=== Instructions for the task ===
Copy every one of the records below word for word, keeping each line unchanged.

--- BEGIN Information given ---

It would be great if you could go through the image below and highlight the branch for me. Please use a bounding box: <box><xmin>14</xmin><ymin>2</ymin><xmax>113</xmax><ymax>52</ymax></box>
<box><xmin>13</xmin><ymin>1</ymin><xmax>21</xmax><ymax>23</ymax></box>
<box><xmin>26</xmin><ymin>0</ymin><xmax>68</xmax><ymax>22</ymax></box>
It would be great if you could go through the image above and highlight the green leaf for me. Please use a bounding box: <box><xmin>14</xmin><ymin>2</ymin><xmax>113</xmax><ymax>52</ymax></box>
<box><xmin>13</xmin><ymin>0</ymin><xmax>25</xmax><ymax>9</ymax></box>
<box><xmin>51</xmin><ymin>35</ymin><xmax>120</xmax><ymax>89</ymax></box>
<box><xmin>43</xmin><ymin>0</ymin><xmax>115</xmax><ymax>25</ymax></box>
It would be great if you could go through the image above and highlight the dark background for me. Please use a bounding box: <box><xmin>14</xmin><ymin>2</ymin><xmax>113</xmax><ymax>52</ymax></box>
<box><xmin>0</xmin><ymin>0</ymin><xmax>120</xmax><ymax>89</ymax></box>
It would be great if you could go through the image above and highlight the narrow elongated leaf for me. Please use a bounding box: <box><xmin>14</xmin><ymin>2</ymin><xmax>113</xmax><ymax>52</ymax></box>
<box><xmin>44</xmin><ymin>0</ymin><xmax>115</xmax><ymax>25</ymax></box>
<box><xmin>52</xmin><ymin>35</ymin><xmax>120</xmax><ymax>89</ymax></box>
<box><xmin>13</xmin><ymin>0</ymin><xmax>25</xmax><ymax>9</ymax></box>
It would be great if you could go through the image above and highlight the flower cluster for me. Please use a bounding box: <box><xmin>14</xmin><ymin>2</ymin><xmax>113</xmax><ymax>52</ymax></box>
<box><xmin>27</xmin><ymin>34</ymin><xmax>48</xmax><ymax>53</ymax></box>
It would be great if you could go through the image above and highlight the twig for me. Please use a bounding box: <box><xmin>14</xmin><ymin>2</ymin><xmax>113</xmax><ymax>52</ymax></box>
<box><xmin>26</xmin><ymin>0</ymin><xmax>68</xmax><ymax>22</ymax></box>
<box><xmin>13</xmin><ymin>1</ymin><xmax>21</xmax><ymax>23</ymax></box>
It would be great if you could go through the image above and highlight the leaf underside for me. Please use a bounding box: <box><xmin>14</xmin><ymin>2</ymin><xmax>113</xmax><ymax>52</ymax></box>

--- END Information given ---

=== Output ===
It would be great if you could go through the image below and highlight the branch for me. Please use a bounding box: <box><xmin>14</xmin><ymin>2</ymin><xmax>113</xmax><ymax>52</ymax></box>
<box><xmin>13</xmin><ymin>1</ymin><xmax>21</xmax><ymax>23</ymax></box>
<box><xmin>26</xmin><ymin>0</ymin><xmax>68</xmax><ymax>22</ymax></box>
It would be great if you could go through the image above and highlight the green leaf for me. Please use a bounding box: <box><xmin>14</xmin><ymin>2</ymin><xmax>113</xmax><ymax>52</ymax></box>
<box><xmin>13</xmin><ymin>0</ymin><xmax>25</xmax><ymax>9</ymax></box>
<box><xmin>51</xmin><ymin>35</ymin><xmax>120</xmax><ymax>89</ymax></box>
<box><xmin>43</xmin><ymin>0</ymin><xmax>115</xmax><ymax>25</ymax></box>
It would be great if you could go through the image above and highlight the dark background for me. Please use a bounding box: <box><xmin>14</xmin><ymin>2</ymin><xmax>113</xmax><ymax>52</ymax></box>
<box><xmin>0</xmin><ymin>0</ymin><xmax>120</xmax><ymax>89</ymax></box>
It would be great if you could go through the image above and highlight the narrow elongated leaf for me. Please use a bounding box: <box><xmin>14</xmin><ymin>2</ymin><xmax>113</xmax><ymax>52</ymax></box>
<box><xmin>44</xmin><ymin>0</ymin><xmax>115</xmax><ymax>25</ymax></box>
<box><xmin>52</xmin><ymin>35</ymin><xmax>120</xmax><ymax>89</ymax></box>
<box><xmin>13</xmin><ymin>0</ymin><xmax>25</xmax><ymax>9</ymax></box>
It would be great if you could go through the image above and highlight the flower cluster for me. Please use a bounding box: <box><xmin>14</xmin><ymin>2</ymin><xmax>113</xmax><ymax>52</ymax></box>
<box><xmin>27</xmin><ymin>34</ymin><xmax>48</xmax><ymax>53</ymax></box>
It would be great if you could go through the image above and highlight the twig for me. Please use a bounding box: <box><xmin>14</xmin><ymin>2</ymin><xmax>113</xmax><ymax>52</ymax></box>
<box><xmin>26</xmin><ymin>0</ymin><xmax>68</xmax><ymax>22</ymax></box>
<box><xmin>13</xmin><ymin>1</ymin><xmax>21</xmax><ymax>23</ymax></box>
It would be great if you could go through the image above and highlight the leaf underside for me. Please use a bounding box: <box><xmin>14</xmin><ymin>2</ymin><xmax>113</xmax><ymax>52</ymax></box>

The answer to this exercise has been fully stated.